Report every line in the records below that holds the word "approximate".

Input START

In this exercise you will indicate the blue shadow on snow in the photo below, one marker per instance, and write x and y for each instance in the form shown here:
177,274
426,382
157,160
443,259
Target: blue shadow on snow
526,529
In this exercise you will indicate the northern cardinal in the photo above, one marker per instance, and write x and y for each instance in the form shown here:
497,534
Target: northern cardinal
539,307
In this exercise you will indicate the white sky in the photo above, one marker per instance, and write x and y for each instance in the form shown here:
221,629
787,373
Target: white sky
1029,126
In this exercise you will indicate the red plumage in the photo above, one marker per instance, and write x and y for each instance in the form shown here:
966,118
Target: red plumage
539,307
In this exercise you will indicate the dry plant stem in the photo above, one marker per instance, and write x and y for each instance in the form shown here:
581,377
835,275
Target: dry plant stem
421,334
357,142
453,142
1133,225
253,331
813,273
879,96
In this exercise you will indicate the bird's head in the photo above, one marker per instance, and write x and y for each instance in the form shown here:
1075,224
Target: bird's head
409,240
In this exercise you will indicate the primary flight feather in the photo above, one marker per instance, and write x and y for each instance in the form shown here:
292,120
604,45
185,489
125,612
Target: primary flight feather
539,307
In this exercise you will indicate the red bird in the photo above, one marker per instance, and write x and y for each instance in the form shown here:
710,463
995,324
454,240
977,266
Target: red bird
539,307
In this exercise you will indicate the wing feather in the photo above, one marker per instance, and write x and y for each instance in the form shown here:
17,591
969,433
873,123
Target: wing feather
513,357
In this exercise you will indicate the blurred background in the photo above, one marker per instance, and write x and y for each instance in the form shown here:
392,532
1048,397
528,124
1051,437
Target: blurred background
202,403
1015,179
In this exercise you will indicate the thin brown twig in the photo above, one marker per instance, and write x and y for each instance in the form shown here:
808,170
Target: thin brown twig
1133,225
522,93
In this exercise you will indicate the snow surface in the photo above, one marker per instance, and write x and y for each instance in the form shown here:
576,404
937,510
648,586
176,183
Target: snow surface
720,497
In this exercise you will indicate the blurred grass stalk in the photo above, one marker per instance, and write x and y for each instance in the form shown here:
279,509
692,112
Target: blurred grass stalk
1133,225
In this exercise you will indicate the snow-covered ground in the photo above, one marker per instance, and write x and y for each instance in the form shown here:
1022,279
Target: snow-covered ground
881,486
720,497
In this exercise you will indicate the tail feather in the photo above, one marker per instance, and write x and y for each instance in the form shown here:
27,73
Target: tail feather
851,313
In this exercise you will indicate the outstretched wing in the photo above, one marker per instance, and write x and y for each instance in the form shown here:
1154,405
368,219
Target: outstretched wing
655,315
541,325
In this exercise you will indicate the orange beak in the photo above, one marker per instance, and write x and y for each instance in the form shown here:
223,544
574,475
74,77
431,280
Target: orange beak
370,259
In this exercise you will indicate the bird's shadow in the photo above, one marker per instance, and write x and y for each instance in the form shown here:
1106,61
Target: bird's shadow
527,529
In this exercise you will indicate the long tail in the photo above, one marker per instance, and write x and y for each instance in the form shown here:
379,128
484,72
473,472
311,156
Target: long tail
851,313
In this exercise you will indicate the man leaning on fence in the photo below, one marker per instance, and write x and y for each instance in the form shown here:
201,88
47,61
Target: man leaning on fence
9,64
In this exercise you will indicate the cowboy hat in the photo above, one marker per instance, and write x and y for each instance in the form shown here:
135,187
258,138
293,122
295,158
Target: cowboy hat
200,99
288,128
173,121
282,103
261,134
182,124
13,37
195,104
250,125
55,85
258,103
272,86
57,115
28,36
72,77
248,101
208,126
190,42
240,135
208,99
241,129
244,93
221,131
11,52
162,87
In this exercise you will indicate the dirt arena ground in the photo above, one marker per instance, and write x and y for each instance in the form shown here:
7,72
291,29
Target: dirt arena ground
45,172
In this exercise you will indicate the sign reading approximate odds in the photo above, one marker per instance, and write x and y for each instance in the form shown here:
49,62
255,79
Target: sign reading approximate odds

Input END
Input START

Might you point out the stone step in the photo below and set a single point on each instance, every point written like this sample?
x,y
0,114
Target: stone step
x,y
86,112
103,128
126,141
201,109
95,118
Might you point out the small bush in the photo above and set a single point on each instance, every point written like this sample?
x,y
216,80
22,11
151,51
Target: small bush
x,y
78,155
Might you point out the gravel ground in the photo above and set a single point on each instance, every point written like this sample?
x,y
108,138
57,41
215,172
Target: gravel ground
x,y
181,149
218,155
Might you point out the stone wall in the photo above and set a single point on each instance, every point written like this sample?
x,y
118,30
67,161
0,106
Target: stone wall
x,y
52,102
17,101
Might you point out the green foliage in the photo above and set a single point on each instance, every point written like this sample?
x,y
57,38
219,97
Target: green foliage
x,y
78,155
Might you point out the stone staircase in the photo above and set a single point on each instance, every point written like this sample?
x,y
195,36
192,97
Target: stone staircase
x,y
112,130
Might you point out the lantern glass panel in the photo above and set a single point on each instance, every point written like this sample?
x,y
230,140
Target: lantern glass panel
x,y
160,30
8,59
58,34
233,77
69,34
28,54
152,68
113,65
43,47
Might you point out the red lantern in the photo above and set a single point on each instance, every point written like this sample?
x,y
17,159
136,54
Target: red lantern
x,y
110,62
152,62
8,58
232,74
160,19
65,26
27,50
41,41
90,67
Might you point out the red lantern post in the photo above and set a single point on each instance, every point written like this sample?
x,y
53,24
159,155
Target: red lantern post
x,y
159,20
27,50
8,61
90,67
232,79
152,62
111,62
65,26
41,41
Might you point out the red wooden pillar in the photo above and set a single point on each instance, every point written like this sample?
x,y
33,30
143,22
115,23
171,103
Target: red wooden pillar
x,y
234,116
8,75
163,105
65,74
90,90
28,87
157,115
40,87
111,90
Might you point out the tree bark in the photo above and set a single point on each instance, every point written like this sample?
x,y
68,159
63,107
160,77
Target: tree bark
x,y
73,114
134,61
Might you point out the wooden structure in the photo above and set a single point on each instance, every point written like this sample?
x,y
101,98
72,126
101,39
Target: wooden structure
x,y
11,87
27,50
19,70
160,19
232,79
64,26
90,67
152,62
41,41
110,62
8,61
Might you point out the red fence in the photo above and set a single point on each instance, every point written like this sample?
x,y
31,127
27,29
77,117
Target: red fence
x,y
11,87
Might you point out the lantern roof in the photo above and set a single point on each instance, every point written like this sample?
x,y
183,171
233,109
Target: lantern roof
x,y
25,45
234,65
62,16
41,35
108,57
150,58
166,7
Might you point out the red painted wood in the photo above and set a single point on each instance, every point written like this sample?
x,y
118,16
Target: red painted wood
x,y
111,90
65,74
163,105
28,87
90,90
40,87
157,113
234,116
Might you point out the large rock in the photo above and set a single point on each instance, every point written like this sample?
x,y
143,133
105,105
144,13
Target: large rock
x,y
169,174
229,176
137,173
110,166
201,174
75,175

Input END
Input START

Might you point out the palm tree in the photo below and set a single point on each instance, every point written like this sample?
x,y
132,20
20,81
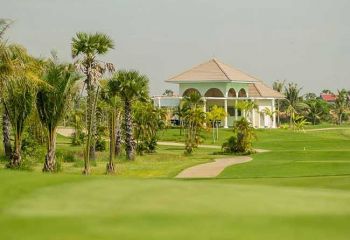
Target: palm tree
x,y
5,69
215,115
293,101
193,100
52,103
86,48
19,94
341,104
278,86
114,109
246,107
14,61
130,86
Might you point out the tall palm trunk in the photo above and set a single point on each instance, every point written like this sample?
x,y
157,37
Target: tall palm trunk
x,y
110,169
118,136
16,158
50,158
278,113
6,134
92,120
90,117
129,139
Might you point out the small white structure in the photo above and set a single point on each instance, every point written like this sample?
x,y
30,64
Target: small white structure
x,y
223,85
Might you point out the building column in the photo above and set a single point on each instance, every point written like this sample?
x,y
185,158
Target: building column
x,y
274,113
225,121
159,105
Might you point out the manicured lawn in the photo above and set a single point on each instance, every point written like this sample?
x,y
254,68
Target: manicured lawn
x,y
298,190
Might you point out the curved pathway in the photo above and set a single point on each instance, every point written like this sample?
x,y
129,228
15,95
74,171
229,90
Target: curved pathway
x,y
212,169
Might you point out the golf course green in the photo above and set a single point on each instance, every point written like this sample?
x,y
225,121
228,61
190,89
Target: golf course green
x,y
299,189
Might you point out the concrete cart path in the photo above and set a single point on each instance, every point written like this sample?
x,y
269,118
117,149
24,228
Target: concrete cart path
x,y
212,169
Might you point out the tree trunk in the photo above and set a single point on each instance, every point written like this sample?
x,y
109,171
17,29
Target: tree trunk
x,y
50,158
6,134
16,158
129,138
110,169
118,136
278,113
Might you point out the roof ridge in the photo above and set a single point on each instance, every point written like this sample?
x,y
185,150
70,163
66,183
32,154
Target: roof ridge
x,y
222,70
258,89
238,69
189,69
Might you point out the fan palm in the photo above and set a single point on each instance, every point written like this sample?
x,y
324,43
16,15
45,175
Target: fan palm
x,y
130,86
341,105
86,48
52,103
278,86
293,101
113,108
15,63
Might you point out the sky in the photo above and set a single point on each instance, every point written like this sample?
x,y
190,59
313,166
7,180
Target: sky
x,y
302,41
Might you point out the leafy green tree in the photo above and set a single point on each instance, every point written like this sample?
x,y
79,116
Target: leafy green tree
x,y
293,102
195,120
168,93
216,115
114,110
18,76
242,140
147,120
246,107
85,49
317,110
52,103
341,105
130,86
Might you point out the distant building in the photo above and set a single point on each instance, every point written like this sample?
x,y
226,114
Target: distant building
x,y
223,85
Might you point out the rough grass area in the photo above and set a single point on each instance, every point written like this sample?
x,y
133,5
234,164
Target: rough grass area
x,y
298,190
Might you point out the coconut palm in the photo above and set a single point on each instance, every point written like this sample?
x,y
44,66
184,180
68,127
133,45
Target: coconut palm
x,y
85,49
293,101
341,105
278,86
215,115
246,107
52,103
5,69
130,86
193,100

Input END

[Reply]
In this exercise you will indicate the sign reading approximate odds in the photo above, one marker per instance, and write x and y for each instance in the form shown here:
Target: sign reading approximate odds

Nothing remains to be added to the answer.